:: What this task involves ::
Convert every line of the records below into a JSON list of strings, one string per line, omitting blank lines.

:: Data for processing ::

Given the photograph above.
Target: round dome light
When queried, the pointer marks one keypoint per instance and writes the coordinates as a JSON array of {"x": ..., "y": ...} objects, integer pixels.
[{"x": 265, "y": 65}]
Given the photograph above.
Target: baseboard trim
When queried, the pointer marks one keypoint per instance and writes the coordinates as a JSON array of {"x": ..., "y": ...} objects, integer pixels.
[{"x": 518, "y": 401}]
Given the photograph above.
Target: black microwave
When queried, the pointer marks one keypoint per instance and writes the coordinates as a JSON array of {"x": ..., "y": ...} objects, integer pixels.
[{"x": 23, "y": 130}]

:: Result below ::
[
  "Given the photograph above.",
  "Target: round dome light",
  "When queried, the pointer marks one keypoint per instance and writes the coordinates as a JSON array of {\"x\": ..., \"y\": ...} objects, integer pixels.",
  "[{\"x\": 265, \"y\": 65}]",
  "Given the photograph above.",
  "Target: baseboard trim",
  "When queried, the pointer marks one keypoint per instance and writes the coordinates as a JSON array of {\"x\": ..., \"y\": ...} objects, integer pixels.",
  "[{\"x\": 518, \"y\": 401}]",
  "Given the photograph above.",
  "Target: black microwave",
  "When queried, the pointer marks one keypoint per instance and writes the coordinates as a JSON array of {\"x\": ..., \"y\": ...} objects, integer pixels.",
  "[{\"x\": 23, \"y\": 130}]"
]